The lines of the records that include "then" should all be copied.

+++ Data provided +++

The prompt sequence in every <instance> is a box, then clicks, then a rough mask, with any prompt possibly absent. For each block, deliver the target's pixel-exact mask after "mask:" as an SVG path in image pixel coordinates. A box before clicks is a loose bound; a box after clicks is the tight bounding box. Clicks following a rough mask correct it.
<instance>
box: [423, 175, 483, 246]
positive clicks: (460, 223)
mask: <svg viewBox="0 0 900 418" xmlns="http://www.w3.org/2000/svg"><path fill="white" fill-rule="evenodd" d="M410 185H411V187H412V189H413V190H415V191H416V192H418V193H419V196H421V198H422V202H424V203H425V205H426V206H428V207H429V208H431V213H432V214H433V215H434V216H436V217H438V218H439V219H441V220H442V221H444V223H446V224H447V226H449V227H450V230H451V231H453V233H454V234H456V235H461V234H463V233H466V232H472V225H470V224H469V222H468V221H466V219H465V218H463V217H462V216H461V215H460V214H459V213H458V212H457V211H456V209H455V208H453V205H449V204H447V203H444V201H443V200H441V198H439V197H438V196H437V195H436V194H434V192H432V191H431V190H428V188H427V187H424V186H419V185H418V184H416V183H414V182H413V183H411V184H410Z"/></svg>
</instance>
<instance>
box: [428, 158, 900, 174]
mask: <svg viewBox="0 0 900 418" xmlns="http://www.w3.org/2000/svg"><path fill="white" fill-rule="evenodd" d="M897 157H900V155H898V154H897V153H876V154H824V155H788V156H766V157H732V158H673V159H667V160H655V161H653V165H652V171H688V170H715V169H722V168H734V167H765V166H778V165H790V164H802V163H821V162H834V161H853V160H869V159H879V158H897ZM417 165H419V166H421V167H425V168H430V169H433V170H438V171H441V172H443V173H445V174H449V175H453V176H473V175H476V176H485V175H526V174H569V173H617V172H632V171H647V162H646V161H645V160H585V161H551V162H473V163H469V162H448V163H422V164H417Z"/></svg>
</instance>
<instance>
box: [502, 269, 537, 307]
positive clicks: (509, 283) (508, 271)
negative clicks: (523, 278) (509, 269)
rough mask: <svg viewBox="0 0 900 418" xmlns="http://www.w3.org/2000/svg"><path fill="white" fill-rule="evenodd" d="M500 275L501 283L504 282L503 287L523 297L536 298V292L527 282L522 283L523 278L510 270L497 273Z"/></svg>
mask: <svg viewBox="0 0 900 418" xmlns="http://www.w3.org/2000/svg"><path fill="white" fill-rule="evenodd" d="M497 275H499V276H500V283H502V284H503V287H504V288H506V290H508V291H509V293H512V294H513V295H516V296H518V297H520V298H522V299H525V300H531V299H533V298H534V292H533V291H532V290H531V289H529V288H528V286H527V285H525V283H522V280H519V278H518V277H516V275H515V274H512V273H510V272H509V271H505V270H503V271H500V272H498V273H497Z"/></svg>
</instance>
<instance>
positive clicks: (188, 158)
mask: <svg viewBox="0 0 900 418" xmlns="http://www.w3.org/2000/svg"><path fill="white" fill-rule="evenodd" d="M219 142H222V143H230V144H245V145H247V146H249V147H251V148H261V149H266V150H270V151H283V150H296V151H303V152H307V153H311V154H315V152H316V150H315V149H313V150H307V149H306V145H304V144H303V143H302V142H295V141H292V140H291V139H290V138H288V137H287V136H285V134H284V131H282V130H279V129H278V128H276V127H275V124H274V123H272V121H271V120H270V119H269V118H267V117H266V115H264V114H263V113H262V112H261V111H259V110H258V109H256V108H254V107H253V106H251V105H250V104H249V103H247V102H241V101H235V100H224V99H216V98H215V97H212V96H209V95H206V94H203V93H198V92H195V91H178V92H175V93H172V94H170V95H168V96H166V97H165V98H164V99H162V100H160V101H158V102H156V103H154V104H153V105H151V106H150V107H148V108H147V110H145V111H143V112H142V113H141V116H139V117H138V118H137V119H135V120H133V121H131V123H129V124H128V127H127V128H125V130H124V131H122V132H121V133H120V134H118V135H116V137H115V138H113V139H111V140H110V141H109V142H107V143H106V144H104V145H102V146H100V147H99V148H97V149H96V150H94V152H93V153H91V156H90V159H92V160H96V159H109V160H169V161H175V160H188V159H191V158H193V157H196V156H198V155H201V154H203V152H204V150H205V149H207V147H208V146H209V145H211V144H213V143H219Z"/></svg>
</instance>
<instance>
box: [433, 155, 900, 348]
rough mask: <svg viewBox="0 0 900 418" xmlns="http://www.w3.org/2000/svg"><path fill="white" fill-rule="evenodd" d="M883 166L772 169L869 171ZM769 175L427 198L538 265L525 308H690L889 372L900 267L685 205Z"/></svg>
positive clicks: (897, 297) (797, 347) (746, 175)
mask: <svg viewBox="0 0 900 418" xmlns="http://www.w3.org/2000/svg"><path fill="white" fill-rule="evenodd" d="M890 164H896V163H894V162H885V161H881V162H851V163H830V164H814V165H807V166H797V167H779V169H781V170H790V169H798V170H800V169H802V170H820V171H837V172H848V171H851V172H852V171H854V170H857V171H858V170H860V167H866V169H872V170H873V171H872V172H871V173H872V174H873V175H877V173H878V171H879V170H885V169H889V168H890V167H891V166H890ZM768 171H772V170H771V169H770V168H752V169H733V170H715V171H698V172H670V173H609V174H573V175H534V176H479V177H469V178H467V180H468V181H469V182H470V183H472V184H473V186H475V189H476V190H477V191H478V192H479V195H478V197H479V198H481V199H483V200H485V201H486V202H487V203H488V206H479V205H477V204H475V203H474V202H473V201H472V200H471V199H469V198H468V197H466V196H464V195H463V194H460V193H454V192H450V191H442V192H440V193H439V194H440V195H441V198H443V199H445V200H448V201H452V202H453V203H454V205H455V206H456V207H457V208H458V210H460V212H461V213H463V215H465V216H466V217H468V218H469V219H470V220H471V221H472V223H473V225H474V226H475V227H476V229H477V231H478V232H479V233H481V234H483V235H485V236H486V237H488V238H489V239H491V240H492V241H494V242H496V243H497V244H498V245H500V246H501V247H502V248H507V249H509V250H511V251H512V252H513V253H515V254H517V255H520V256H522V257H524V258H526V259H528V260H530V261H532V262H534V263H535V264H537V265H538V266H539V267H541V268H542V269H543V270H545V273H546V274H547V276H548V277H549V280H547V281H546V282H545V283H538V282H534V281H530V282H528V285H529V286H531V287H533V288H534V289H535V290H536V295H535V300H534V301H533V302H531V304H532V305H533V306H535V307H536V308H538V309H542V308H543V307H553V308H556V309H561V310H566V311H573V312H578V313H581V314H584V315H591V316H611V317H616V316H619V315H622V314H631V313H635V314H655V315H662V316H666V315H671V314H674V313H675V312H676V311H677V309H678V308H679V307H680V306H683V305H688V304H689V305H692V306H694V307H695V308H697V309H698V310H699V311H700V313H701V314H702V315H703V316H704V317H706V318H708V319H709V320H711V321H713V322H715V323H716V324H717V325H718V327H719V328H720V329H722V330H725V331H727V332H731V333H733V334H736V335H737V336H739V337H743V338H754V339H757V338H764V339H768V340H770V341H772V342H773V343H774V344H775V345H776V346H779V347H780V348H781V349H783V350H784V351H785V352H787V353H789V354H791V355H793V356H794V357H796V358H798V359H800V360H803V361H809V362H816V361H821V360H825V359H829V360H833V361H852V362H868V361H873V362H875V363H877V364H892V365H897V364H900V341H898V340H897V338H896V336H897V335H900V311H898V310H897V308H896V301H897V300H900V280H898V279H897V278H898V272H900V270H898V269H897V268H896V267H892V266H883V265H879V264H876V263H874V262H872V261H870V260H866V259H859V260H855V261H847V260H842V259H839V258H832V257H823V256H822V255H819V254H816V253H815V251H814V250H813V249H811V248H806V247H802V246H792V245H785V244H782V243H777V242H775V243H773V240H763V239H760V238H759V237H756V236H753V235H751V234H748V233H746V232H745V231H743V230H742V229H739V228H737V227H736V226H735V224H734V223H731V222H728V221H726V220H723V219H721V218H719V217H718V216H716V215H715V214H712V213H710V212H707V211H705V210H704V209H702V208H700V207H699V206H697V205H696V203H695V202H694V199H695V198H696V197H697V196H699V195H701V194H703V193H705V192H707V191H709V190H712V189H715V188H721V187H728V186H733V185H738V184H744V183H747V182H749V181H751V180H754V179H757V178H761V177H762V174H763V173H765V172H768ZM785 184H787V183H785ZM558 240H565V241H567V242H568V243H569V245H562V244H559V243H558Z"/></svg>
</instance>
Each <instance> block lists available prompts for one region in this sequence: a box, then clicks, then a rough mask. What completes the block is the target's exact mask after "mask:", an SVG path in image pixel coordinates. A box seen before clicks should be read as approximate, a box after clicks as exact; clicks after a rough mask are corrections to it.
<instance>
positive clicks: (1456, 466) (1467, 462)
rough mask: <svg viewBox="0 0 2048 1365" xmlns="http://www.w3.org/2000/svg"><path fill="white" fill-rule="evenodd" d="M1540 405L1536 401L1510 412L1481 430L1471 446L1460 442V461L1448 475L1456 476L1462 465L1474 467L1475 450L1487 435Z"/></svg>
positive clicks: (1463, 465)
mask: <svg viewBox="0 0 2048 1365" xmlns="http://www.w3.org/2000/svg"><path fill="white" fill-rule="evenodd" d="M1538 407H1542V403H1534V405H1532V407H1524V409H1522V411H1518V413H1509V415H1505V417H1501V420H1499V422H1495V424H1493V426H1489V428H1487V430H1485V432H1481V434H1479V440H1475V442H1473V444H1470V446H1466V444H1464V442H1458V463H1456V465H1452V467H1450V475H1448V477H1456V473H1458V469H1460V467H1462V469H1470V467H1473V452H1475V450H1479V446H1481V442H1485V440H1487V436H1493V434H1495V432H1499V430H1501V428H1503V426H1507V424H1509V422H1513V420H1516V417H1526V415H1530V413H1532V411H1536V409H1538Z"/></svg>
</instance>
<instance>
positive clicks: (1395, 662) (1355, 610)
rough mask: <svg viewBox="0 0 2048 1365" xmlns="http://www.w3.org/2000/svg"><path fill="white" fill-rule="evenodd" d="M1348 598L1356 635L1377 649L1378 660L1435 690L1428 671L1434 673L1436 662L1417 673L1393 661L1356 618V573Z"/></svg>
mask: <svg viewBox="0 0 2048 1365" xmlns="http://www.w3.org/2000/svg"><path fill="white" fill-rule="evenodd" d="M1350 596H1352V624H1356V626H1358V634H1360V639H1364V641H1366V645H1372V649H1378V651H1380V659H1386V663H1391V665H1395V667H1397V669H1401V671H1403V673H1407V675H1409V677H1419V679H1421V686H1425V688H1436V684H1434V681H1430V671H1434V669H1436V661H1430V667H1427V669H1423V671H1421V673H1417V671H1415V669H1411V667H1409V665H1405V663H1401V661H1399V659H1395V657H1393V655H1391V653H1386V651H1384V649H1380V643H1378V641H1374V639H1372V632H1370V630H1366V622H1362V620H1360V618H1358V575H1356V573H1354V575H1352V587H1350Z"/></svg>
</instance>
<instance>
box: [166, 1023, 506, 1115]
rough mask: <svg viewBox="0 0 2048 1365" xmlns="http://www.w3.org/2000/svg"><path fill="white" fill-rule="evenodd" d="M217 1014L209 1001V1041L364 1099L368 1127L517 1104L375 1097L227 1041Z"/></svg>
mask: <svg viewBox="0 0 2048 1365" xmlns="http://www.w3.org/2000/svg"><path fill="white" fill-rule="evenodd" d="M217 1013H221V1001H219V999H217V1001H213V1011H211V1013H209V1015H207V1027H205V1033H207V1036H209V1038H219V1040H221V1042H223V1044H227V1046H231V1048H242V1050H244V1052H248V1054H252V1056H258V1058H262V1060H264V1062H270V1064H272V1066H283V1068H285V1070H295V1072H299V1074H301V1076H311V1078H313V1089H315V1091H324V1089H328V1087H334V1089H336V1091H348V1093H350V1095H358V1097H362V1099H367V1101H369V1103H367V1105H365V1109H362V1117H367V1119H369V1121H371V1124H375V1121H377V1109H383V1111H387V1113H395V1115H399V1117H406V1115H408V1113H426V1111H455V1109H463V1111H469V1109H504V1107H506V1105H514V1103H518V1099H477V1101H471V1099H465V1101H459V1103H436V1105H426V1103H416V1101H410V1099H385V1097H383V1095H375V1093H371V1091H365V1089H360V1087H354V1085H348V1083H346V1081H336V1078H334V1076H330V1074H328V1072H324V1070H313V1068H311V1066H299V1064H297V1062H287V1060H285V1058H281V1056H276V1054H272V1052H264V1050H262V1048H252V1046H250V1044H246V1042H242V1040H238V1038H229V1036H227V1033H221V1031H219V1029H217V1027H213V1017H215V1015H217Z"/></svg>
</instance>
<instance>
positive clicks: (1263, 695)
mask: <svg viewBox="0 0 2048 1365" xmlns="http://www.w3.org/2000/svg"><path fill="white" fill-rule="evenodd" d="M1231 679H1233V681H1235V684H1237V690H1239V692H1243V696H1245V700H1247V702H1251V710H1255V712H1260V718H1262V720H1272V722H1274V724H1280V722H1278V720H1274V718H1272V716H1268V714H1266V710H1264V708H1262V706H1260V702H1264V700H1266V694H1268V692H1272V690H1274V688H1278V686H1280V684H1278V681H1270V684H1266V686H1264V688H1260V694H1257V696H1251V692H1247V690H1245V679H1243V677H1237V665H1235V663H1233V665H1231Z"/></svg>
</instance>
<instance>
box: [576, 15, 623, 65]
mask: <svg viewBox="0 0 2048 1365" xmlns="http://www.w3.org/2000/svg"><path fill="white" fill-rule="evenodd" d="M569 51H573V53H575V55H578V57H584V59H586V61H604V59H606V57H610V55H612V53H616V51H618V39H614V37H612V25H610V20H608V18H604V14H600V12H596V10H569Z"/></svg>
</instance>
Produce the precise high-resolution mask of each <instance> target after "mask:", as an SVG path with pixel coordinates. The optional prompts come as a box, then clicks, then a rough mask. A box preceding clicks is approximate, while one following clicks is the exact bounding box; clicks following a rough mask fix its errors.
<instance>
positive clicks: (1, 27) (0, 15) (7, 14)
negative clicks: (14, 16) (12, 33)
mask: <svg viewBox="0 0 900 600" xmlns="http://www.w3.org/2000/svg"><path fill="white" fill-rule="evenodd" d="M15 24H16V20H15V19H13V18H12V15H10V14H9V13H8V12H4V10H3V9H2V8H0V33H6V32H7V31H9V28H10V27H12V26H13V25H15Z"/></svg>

+++

▶ **Exercise solution**
The prompt sequence in every <instance> is a box, then clicks, then a rough mask, with any prompt possibly absent. For each block, deliver the target's pixel-exact mask after "mask:" as an SVG path in image pixel coordinates. A box before clicks is a loose bound; a box after clicks is the tight bounding box. Clicks following a rough mask correct it.
Each <instance> block lists available prompts for one region in this sequence: a box, then clicks, then a rough mask. What completes the block is the target's exact mask after "mask:", an SVG path in image pixel coordinates. A box seen before clicks should be read as approximate, a box after clicks as exact; clicks after a rough mask are corrections to it.
Produce the precise high-resolution mask of each <instance> target after "mask:", as an SVG path with pixel coordinates. The optional prompts come as a box, then clicks, then a rough mask. A box preceding clicks is approximate, while one following clicks is the exact bounding box; clicks following a rough mask fix its errors.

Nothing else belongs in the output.